Among the entries below, copy every line that carries the word "door".

Data supplied:
◆ ◆ ◆ ◆ ◆
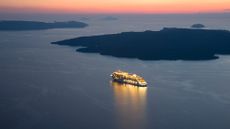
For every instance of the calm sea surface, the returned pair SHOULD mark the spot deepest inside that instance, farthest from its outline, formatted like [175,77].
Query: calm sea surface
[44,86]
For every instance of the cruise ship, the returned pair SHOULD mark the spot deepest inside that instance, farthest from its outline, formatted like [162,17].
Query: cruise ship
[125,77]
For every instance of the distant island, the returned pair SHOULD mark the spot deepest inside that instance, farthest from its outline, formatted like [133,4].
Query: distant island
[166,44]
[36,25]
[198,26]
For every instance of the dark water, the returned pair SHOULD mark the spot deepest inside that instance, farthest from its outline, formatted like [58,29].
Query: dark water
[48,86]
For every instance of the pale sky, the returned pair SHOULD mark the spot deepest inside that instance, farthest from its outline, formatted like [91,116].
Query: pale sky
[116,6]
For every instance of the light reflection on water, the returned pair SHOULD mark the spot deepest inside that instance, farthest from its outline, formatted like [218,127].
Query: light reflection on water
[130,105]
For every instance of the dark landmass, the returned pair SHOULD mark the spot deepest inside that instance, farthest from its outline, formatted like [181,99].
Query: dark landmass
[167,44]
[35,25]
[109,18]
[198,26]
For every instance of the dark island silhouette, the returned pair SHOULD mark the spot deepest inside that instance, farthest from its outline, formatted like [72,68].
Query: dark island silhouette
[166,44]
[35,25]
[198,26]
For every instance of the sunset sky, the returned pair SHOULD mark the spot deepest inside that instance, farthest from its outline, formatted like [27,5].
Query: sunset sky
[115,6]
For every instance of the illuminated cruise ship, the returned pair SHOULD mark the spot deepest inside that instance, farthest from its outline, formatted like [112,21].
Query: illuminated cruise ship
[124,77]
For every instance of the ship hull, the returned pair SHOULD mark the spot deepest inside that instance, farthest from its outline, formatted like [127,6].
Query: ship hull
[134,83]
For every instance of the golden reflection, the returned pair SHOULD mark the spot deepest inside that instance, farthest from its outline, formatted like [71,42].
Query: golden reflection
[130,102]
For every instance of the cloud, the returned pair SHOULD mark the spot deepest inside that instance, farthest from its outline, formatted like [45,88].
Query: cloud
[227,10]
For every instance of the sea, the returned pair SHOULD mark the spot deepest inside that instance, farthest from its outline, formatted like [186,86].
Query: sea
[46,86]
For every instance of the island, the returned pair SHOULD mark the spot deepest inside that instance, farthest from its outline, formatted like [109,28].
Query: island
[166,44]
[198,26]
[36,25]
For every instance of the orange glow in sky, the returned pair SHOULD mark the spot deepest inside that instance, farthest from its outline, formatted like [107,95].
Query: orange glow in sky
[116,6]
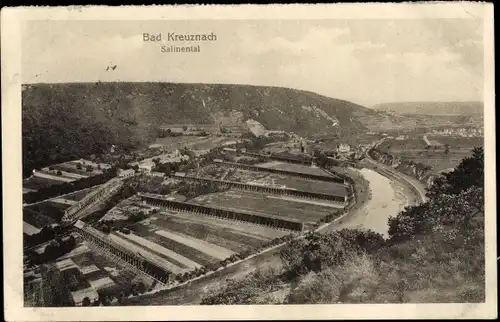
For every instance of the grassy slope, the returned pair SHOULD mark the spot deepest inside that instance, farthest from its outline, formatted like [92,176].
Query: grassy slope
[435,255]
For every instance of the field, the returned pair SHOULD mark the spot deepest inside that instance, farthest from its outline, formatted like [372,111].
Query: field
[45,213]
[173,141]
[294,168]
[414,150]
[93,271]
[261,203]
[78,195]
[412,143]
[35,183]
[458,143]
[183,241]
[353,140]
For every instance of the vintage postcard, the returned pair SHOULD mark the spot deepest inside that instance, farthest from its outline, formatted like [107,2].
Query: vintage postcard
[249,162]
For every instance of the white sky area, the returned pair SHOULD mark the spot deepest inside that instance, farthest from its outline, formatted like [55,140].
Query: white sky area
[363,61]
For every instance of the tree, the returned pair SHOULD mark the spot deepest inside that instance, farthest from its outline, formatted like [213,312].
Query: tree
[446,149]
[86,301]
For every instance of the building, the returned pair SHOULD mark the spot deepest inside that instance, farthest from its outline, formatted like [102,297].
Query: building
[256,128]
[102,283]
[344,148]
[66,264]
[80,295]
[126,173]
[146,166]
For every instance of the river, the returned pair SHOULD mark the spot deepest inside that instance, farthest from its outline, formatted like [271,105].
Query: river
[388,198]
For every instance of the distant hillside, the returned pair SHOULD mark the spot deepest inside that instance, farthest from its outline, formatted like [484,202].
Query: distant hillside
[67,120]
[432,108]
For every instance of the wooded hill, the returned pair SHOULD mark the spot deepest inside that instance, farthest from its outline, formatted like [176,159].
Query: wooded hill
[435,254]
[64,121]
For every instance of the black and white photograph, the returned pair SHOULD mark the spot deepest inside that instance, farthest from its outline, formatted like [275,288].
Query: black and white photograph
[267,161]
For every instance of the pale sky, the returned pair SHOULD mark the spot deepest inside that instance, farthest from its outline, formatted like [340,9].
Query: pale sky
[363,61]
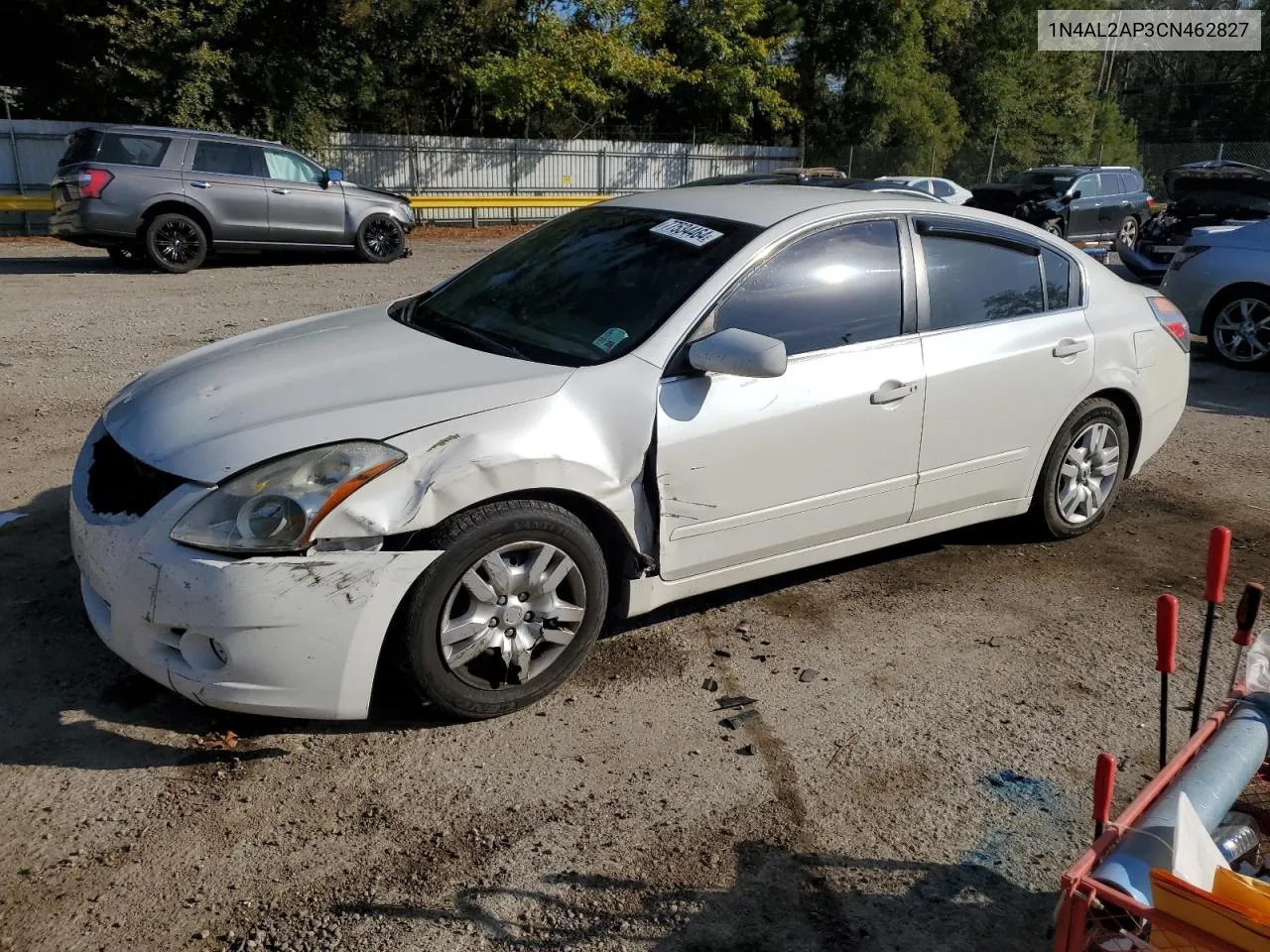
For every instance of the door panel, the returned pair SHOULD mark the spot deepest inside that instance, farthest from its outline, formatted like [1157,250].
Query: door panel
◆ ◆ ◆ ◆ ◆
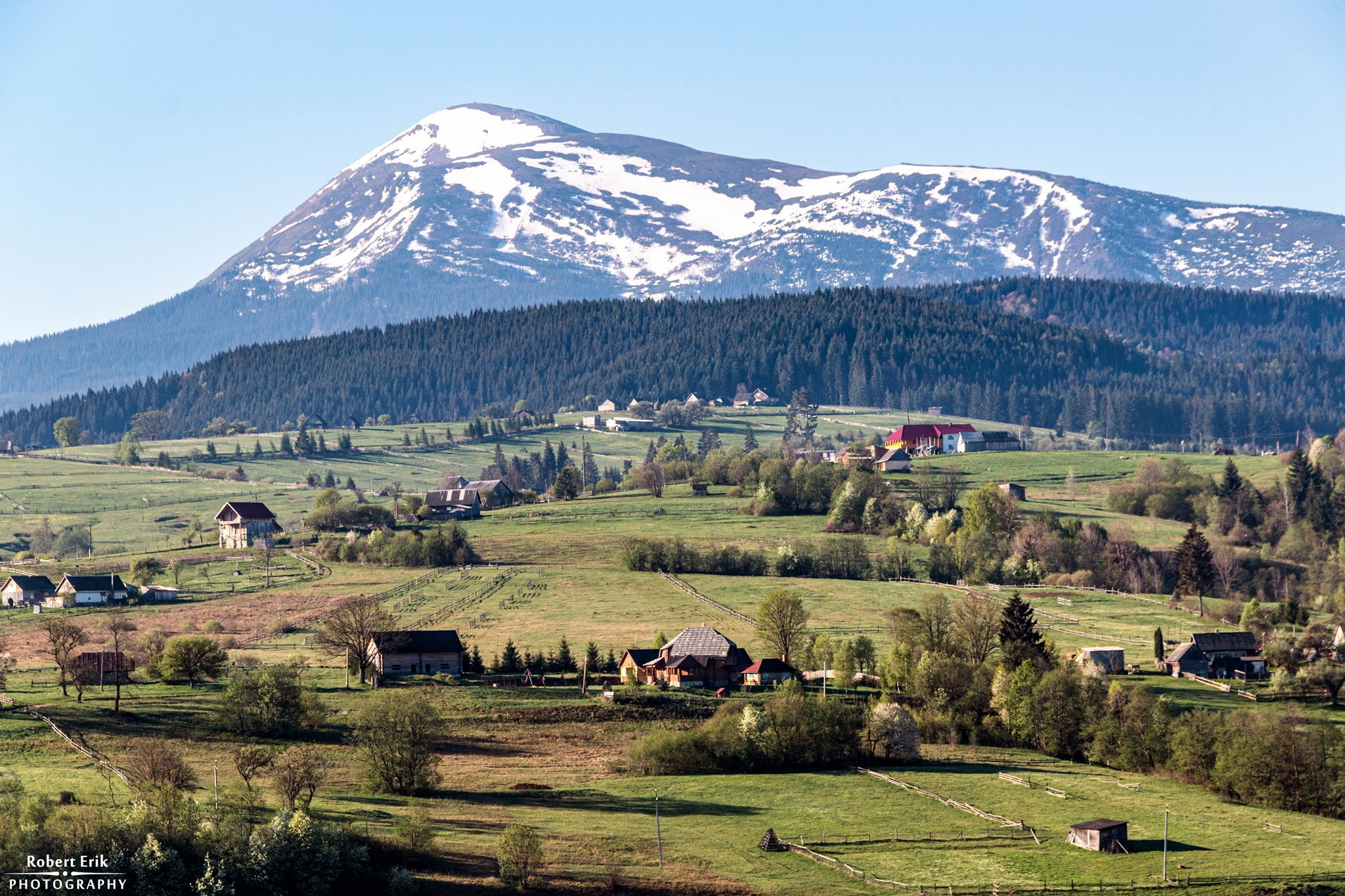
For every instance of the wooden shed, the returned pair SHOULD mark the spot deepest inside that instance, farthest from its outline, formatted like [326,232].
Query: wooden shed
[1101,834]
◆ ◆ ◆ ◆ ◆
Reply to the task:
For every instance of the door panel, the returned pair SHOULD mark the spot deepest inside that instance, farthest from its outline, formatted like [1157,250].
Query: door panel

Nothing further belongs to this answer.